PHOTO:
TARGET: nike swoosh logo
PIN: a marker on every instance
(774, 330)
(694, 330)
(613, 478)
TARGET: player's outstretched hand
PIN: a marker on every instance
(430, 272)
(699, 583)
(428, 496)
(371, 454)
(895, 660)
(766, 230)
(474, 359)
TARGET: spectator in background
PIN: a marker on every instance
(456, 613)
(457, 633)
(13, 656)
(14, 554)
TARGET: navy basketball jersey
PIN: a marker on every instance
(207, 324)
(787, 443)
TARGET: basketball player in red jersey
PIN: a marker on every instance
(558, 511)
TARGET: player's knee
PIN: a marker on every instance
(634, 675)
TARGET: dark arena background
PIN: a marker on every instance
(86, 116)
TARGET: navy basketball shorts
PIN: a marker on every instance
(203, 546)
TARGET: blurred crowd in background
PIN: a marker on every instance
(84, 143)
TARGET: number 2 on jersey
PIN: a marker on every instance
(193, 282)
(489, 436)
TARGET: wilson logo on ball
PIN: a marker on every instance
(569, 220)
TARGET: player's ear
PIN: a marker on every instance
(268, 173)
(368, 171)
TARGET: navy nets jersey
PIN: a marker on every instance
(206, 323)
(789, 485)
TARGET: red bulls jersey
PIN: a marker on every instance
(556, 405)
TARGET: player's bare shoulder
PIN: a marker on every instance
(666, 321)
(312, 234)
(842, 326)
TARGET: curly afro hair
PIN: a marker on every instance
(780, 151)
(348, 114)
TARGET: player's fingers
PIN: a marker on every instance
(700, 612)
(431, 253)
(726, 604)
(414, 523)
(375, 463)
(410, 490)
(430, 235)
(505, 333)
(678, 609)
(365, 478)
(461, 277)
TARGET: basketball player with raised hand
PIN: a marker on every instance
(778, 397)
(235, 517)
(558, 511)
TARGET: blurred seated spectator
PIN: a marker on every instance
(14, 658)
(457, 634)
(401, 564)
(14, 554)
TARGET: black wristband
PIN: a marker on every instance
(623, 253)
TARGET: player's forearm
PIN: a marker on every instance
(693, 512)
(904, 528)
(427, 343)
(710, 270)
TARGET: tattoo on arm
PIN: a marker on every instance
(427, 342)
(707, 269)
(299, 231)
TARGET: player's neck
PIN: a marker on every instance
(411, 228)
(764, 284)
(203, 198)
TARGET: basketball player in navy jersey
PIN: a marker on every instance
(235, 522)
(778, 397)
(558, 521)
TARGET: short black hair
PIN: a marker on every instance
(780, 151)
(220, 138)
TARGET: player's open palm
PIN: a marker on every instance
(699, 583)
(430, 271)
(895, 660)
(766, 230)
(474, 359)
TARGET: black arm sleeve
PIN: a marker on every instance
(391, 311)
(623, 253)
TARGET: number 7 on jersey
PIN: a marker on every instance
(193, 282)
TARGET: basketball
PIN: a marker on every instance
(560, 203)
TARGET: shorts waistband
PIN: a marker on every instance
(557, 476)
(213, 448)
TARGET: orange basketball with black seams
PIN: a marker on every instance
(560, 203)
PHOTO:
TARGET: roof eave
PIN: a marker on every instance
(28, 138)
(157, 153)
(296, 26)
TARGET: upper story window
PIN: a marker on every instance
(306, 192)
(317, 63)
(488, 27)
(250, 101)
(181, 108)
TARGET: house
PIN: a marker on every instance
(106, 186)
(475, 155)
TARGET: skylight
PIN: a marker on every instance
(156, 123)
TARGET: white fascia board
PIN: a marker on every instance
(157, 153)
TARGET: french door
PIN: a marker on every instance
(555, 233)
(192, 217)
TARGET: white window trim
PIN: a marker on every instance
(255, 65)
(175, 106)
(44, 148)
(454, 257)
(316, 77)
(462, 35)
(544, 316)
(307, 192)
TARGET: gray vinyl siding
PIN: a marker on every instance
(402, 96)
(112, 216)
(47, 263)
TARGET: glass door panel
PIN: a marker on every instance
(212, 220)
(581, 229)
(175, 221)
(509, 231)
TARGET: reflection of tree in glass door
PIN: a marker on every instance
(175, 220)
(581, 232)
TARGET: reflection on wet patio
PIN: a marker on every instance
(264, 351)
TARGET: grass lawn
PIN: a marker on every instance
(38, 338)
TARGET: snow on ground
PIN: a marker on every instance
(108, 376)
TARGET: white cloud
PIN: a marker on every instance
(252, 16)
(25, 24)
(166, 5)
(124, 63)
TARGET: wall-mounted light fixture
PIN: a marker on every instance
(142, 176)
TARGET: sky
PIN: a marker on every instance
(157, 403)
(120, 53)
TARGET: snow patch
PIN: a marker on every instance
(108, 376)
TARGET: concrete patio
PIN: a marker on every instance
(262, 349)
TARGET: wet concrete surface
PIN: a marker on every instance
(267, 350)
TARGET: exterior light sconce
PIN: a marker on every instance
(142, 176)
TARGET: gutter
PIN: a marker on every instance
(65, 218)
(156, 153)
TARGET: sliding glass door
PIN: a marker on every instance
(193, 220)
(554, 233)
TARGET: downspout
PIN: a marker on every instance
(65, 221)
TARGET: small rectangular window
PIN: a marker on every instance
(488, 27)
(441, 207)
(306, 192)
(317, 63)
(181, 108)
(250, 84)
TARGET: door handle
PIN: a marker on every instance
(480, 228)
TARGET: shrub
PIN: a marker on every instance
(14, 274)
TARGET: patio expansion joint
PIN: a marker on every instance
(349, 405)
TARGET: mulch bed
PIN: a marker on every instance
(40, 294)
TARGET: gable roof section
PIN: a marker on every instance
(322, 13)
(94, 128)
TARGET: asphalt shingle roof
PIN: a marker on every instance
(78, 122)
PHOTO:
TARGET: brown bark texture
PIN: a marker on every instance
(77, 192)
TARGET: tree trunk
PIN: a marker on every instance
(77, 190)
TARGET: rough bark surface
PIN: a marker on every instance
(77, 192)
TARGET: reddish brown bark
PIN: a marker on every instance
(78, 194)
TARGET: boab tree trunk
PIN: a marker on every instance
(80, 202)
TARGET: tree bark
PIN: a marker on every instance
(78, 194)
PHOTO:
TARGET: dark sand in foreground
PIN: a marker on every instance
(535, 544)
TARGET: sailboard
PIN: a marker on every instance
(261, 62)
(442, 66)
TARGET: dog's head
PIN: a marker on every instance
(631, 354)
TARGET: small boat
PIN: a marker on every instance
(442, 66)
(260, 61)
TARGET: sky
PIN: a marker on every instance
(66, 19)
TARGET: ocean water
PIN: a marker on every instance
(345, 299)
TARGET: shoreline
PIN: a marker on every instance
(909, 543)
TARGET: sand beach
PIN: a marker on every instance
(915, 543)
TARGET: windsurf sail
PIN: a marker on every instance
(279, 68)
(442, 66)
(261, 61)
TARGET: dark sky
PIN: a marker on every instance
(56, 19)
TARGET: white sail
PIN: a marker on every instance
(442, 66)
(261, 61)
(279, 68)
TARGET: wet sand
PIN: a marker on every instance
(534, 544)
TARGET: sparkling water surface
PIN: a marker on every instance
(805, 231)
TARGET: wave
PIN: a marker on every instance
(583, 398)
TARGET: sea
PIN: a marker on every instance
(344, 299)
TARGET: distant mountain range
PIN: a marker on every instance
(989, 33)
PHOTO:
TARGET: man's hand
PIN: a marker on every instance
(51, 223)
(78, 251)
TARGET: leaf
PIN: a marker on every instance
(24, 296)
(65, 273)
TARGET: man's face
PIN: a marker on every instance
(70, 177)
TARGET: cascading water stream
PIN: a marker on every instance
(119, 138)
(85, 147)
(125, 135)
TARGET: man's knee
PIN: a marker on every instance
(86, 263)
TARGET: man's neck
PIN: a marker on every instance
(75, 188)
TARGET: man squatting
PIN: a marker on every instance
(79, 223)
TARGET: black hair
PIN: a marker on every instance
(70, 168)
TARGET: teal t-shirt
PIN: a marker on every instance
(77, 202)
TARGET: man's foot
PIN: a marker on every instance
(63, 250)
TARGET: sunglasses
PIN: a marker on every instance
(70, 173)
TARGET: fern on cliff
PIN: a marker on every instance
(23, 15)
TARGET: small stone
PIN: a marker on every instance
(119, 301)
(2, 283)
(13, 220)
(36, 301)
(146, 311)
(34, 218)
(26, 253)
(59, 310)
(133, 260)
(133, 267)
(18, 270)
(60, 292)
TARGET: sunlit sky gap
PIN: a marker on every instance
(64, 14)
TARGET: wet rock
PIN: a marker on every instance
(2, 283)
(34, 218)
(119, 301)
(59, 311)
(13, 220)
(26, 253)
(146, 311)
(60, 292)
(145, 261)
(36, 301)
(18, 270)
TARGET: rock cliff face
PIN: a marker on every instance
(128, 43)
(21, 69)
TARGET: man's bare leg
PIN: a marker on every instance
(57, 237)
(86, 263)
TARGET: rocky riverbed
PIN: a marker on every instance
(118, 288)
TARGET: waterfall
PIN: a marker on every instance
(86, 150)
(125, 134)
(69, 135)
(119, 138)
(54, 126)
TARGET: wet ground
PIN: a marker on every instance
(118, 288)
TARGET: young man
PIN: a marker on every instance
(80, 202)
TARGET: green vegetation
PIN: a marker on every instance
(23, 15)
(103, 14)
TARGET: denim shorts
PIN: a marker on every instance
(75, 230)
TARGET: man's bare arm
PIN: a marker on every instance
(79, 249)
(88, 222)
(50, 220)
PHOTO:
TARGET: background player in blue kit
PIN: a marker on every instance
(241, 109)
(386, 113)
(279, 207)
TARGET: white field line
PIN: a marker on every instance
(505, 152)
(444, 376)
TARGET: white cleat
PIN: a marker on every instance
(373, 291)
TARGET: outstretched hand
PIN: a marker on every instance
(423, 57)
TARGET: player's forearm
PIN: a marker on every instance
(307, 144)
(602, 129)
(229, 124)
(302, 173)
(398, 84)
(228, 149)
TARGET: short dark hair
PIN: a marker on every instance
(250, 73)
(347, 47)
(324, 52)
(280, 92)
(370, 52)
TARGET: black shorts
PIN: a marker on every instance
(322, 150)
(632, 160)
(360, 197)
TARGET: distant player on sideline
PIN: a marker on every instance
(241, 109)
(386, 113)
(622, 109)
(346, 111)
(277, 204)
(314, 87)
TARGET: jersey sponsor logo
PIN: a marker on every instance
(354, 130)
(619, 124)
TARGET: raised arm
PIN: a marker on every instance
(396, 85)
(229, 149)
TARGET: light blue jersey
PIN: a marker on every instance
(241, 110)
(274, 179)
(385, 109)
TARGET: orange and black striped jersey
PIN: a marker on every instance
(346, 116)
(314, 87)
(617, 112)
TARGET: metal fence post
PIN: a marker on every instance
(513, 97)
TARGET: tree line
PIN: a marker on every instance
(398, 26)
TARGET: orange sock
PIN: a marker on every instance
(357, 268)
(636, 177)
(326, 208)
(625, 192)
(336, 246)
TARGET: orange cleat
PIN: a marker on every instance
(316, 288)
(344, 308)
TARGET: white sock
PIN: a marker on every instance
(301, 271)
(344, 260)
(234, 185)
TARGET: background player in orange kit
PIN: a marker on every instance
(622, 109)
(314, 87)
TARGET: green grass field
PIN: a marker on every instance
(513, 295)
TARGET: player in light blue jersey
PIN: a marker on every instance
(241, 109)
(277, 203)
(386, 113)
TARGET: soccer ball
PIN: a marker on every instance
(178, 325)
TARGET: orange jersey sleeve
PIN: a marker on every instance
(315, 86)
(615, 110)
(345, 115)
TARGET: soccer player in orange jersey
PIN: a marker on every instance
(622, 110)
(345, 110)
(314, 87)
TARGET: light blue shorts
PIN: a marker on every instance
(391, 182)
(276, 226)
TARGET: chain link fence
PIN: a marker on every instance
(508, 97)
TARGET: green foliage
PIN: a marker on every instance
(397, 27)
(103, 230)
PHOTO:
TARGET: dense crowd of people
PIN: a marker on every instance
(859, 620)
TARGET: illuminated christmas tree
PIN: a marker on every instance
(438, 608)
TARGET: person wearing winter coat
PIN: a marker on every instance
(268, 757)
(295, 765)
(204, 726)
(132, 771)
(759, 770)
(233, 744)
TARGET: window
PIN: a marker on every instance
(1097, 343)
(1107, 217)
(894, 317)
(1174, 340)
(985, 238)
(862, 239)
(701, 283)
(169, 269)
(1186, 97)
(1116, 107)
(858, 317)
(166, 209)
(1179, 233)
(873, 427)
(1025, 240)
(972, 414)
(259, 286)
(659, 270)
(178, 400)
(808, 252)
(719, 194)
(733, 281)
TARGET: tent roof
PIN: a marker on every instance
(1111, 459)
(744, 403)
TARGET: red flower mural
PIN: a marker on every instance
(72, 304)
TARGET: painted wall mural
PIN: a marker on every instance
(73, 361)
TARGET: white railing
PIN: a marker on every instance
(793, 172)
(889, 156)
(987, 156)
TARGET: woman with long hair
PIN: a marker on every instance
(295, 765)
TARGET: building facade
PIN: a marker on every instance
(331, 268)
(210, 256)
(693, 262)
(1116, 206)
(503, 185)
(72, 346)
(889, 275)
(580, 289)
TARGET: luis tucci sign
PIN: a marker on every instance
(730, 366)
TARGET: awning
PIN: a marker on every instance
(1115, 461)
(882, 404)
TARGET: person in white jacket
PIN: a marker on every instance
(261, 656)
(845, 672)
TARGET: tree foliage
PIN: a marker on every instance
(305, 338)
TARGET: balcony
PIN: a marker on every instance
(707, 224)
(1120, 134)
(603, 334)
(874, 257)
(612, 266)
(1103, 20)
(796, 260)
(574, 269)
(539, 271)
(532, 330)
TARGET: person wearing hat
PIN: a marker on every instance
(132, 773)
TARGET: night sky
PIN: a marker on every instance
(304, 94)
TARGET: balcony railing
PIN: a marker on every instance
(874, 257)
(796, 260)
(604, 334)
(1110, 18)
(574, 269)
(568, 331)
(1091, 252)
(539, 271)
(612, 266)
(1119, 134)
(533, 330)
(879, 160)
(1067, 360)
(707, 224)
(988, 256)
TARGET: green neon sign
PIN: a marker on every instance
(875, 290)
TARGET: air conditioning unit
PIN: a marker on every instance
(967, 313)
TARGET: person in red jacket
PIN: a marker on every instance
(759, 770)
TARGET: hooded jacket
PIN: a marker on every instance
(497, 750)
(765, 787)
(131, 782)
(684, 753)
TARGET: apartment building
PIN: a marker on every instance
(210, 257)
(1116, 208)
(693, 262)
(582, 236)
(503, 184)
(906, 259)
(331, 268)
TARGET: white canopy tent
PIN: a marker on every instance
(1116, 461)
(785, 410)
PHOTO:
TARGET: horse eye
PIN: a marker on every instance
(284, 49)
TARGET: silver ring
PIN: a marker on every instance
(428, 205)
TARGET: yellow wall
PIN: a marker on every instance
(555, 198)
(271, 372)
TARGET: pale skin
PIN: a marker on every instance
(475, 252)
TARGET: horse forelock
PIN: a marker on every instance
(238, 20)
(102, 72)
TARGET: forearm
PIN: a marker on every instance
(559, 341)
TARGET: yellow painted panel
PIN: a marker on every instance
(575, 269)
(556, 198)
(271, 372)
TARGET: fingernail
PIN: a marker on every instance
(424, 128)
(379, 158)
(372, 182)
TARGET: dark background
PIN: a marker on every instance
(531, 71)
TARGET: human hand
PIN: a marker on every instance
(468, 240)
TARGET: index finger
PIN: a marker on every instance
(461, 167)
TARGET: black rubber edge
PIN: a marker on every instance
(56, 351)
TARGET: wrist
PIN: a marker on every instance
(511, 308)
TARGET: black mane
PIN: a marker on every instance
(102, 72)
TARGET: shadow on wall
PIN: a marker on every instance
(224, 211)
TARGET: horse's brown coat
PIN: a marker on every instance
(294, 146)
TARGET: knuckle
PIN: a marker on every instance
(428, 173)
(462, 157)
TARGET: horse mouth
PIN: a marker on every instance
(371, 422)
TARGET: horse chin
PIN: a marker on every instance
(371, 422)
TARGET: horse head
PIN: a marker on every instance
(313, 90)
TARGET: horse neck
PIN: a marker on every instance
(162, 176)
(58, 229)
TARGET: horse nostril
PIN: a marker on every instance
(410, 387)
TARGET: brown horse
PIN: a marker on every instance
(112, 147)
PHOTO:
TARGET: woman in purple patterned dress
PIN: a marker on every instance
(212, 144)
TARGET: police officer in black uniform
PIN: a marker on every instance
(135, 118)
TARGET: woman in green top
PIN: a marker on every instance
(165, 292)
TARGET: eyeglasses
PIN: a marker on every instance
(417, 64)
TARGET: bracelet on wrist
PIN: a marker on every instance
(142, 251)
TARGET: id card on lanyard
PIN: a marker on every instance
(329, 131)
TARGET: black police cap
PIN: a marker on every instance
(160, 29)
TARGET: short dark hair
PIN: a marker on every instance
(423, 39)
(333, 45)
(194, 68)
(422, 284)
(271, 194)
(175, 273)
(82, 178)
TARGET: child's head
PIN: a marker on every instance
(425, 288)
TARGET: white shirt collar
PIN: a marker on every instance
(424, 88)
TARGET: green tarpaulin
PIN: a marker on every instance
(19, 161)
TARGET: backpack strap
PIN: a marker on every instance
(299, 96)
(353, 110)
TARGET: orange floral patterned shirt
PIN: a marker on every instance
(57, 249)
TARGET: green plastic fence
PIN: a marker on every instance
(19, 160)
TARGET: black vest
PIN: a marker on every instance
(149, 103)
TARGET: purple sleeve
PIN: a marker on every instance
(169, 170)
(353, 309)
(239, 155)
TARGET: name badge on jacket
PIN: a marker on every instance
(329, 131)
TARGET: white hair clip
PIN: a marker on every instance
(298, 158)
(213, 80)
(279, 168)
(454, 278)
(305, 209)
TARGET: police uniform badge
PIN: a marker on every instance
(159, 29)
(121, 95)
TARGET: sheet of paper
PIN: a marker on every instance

━━━━━━━━━━━━━━━━

TASK:
Among the records above, a stretch begins at the line containing "TARGET: apartment building" and ends at the line containing "TARGET: brown horse". Restate that stretch word for word, and nothing else.

SOLUTION FOR THIS PROBLEM:
TARGET: apartment building
PIN: a marker on every instance
(210, 257)
(1116, 208)
(693, 262)
(582, 236)
(503, 184)
(906, 259)
(331, 268)
TARGET: white canopy tent
PIN: a marker on every instance
(1116, 461)
(785, 410)
PHOTO:
TARGET: horse eye
PIN: a marker on every instance
(284, 49)
TARGET: silver ring
PIN: a marker on every instance
(428, 205)
TARGET: yellow wall
PIN: a marker on every instance
(555, 198)
(271, 372)
TARGET: pale skin
PIN: a marker on every instance
(475, 252)
TARGET: horse forelock
PIN: a marker on every instance
(238, 20)
(102, 72)
TARGET: forearm
PIN: a marker on every instance
(559, 341)
TARGET: yellow painted panel
PIN: a marker on every instance
(575, 269)
(556, 198)
(271, 372)
TARGET: fingernail
PIN: a marker on every instance
(424, 128)
(379, 158)
(372, 182)
TARGET: dark background
PIN: a marker on every instance
(531, 71)
TARGET: human hand
PIN: a marker on every instance
(468, 240)
TARGET: index finger
PIN: a marker on every instance
(461, 167)
TARGET: black rubber edge
PIN: a marker on every instance
(56, 351)
TARGET: wrist
PIN: a marker on every instance
(511, 308)
TARGET: black mane
PIN: a marker on every instance
(102, 72)
TARGET: shadow on wall
PIN: a marker on every instance
(224, 211)
TARGET: horse's brown coat
PIN: a marker on every instance
(294, 146)
TARGET: knuckle
PIN: a marker on every instance
(428, 173)
(462, 157)
TARGET: horse mouth
PIN: a marker on every instance
(371, 422)
TARGET: horse chin
PIN: a marker on every instance
(371, 422)
TARGET: horse head
PIN: a marker on every instance
(313, 90)
TARGET: horse neck
PIN: a marker on every instance
(162, 176)
(58, 229)
TARGET: horse nostril
PIN: a marker on every instance
(410, 387)
TARGET: brown horse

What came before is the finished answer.